* [What to produce] When the string "instance" occurs in a line of the records, show that line.

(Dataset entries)
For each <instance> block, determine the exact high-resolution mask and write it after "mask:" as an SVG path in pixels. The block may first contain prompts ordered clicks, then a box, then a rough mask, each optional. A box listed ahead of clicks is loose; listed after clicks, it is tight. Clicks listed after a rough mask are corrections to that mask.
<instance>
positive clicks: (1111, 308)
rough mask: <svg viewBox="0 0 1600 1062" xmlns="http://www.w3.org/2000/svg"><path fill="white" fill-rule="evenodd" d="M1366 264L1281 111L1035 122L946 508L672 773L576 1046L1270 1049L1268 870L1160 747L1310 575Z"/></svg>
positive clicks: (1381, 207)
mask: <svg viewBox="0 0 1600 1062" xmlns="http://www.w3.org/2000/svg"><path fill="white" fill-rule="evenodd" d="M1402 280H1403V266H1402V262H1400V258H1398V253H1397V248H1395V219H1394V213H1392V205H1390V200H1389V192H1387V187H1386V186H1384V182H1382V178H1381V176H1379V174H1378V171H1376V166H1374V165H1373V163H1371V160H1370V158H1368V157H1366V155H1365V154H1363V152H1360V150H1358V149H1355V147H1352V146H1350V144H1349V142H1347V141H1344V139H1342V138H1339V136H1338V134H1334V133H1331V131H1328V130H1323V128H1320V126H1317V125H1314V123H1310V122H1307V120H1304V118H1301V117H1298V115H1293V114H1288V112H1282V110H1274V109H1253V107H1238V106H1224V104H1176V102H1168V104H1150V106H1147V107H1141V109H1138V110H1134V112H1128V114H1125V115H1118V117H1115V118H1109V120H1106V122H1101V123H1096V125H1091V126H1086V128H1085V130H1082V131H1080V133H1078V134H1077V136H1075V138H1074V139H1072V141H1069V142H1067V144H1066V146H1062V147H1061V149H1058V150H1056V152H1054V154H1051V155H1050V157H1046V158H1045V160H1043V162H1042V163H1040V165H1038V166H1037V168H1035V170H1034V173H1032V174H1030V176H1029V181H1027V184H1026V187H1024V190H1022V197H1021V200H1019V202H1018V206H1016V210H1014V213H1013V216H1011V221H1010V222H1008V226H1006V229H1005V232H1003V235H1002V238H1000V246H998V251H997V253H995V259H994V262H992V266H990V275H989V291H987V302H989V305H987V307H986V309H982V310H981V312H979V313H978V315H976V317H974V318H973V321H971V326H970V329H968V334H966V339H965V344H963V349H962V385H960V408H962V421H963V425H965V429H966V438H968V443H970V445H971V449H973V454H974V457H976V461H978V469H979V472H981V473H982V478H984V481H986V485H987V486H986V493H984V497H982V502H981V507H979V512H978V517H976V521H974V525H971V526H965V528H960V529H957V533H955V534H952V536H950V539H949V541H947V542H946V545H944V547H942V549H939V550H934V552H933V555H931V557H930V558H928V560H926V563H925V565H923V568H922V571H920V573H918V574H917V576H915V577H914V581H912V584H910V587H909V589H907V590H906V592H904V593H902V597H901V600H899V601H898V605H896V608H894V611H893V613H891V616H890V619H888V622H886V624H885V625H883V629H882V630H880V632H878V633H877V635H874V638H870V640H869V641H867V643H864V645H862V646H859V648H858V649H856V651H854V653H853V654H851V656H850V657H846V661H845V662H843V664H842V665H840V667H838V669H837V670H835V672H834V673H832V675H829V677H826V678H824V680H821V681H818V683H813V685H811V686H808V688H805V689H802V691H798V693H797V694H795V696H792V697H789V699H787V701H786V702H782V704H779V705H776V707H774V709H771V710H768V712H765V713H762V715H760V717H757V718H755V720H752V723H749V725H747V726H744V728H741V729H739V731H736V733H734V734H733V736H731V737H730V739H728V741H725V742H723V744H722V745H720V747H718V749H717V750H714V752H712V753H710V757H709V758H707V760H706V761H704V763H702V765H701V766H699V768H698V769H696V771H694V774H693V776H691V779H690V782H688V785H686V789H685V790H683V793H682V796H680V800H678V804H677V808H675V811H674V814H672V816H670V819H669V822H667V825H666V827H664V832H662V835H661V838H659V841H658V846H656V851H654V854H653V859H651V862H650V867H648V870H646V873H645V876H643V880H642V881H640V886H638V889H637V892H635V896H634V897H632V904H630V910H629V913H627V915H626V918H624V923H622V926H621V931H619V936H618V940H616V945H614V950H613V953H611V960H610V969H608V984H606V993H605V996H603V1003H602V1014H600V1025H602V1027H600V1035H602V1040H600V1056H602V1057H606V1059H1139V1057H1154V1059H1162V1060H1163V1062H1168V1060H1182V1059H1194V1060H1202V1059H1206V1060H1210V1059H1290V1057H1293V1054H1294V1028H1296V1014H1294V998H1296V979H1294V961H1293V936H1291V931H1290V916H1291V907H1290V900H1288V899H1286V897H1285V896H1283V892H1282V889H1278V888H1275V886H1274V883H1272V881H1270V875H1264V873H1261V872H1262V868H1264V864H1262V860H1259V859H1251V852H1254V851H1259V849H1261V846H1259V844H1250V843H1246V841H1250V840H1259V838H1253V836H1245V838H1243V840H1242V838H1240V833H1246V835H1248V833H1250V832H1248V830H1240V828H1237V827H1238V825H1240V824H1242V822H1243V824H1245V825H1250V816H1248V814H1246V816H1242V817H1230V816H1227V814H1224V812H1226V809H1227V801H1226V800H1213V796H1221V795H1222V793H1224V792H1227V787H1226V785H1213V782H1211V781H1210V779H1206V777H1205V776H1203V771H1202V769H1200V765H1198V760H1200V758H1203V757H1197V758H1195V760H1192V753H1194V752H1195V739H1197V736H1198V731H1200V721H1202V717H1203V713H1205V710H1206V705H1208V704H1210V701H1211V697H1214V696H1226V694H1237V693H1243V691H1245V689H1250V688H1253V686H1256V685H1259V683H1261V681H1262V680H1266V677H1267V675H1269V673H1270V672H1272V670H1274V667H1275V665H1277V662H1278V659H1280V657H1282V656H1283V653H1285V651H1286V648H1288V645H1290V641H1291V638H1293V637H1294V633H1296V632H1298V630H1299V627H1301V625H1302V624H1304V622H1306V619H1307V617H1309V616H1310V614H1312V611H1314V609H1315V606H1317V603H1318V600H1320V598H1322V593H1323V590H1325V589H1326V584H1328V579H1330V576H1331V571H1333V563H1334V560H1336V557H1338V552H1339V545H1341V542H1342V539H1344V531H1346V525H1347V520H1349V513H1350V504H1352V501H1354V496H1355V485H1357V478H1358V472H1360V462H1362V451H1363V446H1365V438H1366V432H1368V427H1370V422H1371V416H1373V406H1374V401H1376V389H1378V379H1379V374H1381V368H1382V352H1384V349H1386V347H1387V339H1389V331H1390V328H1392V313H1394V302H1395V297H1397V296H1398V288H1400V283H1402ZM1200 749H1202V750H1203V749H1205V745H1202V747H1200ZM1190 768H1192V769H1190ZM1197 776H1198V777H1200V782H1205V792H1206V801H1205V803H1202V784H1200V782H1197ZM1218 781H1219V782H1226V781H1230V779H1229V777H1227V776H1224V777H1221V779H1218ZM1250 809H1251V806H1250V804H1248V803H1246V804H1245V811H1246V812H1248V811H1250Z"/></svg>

* [Written reply]
For each <instance> block, determine the exact high-resolution mask and write it after "mask:" as an SVG path in pixels. The block may first contain prompts ordered clicks, then a box, then a rough mask, each optional. A box listed ahead of clicks is loose; listed after clicks, it is tight. Clicks listed after a rough mask are corrections to that mask.
<instance>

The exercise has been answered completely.